EXCERPT TO READ
====

This may be fine for some things but for this project the grub screws just don't have enough grip. The front of the cabinet has two doors that hinge up and they need to be strong just to open without problems so I had to come up with something better.

I made two jigs: one to drill the holes in the ends of the bars with the corner block fitted and one to thread the hole in the centre of the 2002 bar.

The drilling jig was just a clamp in the drill press with a spot to allow the finger of the corner block to stick down.


To make a frame with window in it in 2020 extrusion:

1. I cut the 2020 lengths to fit the corner blocks. I used a drop saw with a fine toothed blade, makes a nice clean cut.

2. I rough assemble the frame and mark the fingers that need to be cut off: you only need three and there are four. Chop ONE of the flat protruding ones.

====

PROBLEMS TO WORK ON
1 > From the extrusion frame excerpt, extract the part that opens with the words containing "2. I rough assemble" and closes with "flat protruding ones.".
2 > According to the extrusion frame excerpt, what was used to cut the 2020 lengths to fit the corner blocks?
Rely on the extrusion frame excerpt alone.

====

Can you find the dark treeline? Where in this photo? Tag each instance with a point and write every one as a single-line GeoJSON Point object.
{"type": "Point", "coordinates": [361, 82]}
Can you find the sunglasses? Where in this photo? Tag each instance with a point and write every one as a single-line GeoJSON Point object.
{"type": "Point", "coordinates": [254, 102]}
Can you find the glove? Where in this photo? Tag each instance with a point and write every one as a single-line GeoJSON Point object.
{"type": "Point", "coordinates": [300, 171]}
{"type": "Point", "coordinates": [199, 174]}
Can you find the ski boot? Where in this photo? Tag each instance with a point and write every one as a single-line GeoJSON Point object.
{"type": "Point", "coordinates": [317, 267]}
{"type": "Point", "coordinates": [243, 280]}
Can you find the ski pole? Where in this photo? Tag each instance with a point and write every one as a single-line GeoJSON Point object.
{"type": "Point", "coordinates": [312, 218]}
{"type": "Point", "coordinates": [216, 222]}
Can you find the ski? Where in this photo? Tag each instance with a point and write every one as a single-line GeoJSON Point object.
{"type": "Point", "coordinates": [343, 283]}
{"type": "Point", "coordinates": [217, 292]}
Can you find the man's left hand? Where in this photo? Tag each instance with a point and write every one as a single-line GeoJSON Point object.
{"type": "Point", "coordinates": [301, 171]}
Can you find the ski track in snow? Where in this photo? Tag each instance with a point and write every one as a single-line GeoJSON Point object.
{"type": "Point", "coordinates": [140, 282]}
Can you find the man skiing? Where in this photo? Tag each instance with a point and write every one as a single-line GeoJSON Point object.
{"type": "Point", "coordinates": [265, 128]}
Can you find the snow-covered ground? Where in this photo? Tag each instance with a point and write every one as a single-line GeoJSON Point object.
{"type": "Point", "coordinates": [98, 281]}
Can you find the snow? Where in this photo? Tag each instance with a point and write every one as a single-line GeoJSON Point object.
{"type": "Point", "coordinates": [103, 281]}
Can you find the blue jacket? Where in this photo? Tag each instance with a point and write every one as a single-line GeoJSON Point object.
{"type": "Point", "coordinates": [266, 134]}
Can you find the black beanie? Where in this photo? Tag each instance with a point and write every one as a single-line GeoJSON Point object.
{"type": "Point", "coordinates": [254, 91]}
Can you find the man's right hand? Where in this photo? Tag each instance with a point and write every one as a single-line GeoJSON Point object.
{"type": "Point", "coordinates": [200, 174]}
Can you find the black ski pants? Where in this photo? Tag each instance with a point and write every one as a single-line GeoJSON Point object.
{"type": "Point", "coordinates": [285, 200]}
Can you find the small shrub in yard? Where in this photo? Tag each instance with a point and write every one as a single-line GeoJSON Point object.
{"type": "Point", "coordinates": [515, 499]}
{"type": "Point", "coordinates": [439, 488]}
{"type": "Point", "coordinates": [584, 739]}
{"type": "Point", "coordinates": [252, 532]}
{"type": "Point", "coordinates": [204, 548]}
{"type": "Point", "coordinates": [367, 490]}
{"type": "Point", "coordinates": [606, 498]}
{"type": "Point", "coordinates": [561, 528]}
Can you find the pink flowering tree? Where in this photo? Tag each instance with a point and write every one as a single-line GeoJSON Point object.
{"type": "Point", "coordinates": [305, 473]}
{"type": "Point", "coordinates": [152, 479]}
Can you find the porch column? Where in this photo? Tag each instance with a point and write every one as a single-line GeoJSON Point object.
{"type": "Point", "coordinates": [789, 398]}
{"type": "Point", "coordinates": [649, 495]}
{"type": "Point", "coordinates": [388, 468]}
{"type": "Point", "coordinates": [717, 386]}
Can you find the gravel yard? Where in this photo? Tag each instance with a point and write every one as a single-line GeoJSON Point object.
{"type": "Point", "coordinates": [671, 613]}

====

RESULTS
1 >
2. I rough assemble the frame and mark the fingers that need to be cut off: you only need three and there are four. Chop ONE of the flat protruding ones.

2 > A drop saw with a fine toothed blade.